Extract provided:
^^^^^^^^

Corestat for UltraSPARC T2
Overview
Understanding processor utilization is important for performance
analysis and capacity planning. With the launch of UltraSPARC T2 based
servers I would like to revisit the topic of core utilization.
As we have seen earlier,
for a Chip Multi Threaded (CMT) processor, like UltraSPARC T1, CPU
utilization reported by conventional tools like mpstat/vmstat and core
utilization reported using hardware performance counters in the
processor are different metrics and both are equally important in
performance analysis and tuning.
Before discussing the details about core utilization of UltraSPARC T2
and the details about corestat let us take a quick look at what does a
core on UltraSPARC T2 look like. UltraSPARC T2 extends the CMT
architecture of T1. It consists of eight cores where each core has
eight hardware threads. Hardware threads within a core are grouped into
two sets of four threads each. There are two integer pipelines within a
core and each set of four threads share one integer pipeline. In this
sense, the resources within a core are doubled from that in UltraSPARC
T1. It is worth understanding that threads within a core do not switch
pipelines and the assignment of threads to a pipeline is fixed and
hardwired.

^^^^^^^^

Extracted entries:
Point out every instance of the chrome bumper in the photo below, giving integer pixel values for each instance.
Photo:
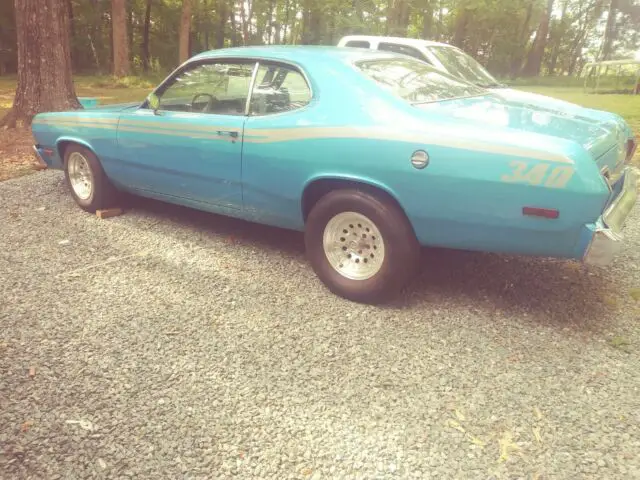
(607, 237)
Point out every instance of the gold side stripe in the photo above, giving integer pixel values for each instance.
(379, 133)
(210, 136)
(438, 138)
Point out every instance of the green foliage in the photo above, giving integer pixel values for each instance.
(499, 33)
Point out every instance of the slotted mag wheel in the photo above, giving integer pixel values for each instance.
(353, 245)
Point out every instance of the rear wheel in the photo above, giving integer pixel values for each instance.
(361, 246)
(89, 185)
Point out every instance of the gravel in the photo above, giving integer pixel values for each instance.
(170, 343)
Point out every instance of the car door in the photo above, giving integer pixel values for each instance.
(191, 146)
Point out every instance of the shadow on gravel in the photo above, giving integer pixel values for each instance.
(559, 292)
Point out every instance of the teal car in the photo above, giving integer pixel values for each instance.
(371, 154)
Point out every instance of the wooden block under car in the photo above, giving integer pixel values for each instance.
(109, 212)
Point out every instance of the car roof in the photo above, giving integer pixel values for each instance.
(296, 53)
(414, 42)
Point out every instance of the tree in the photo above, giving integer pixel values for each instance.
(121, 64)
(610, 31)
(45, 80)
(534, 60)
(185, 31)
(145, 37)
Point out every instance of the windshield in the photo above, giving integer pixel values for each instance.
(462, 65)
(415, 81)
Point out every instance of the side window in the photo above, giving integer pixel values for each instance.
(403, 49)
(213, 88)
(278, 89)
(357, 44)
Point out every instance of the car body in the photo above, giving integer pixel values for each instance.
(328, 135)
(451, 59)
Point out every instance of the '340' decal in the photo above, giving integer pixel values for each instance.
(540, 174)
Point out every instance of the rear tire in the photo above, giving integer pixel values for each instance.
(362, 247)
(89, 185)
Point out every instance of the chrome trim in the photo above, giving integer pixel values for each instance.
(631, 153)
(607, 237)
(606, 175)
(622, 205)
(603, 247)
(252, 84)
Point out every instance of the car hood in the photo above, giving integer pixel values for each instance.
(599, 135)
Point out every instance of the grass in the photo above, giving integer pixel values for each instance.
(15, 158)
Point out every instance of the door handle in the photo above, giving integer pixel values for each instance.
(231, 133)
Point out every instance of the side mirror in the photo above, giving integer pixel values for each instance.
(154, 102)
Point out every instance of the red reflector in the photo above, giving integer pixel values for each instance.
(540, 212)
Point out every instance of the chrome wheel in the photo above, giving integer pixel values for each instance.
(80, 175)
(353, 245)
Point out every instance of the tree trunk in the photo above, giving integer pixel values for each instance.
(121, 64)
(557, 39)
(427, 21)
(398, 17)
(461, 29)
(609, 32)
(185, 30)
(45, 81)
(72, 32)
(222, 21)
(516, 58)
(534, 60)
(145, 37)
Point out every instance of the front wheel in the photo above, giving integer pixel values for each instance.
(361, 246)
(90, 187)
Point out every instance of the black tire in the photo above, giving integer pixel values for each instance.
(401, 248)
(103, 194)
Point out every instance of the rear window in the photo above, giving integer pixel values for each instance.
(357, 44)
(415, 81)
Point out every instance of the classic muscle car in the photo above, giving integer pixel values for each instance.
(371, 154)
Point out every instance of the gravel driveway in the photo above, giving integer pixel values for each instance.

^^^^^^^^

Jobs:
(1) Answer these questions about the UltraSPARC T2 overview.
(a) Which conventional tools does it name for reporting CPU utilization?
(b) How many cores does UltraSPARC T2 have, and how many hardware threads does each core have?
(c) How many integer pipelines are there within a core?
(2) Pick up the UltraSPARC T2 overview after its final sentence and keep writing.
You won't need the data.

Answers to the exercises:
(1)
(a) mpstat and vmstat.
(b) Eight cores, each with eight hardware threads.
(c) Two.

(2)
One more important addition to the resources within a core is a
Floating Point Unit (FPU). Each core of T2, includes a FPU shared by
all eight threads from that core. Other shared resources within a core
include Level-1 Instruction (I) and Data (D) cache and Translation Look
aside Buffers (TLBs) like I-TLB and D-TLB. All cores share a 4 MB
Level-2 (L2) cache. Including these there are key features why both
single thread and multi thread performance of UltraSPARC T2 is better
than T1.
A quick look at the UltraSPARC T2 architecture features shows following enhancements which benefit single thread performance :
- Increased frequency - 1400 MHz
- Lower instruction latencies
- Better Floating Point performance
- Hardware TLB miss handling for I-TLB and D-TLB
- Larger D-TLB size (128 entries v/s 64 entries)
- Larger L2 cache (4 MB v/s 3 MB)
- Full support of VIS 2.0 instruction set. No kernel emulation
Similarly following are some of the features of UltraSPARC T2 that benefit multi thread performance :
- Two integer pipelines per core
- Twice the number of hardware threads (64 v/s 32)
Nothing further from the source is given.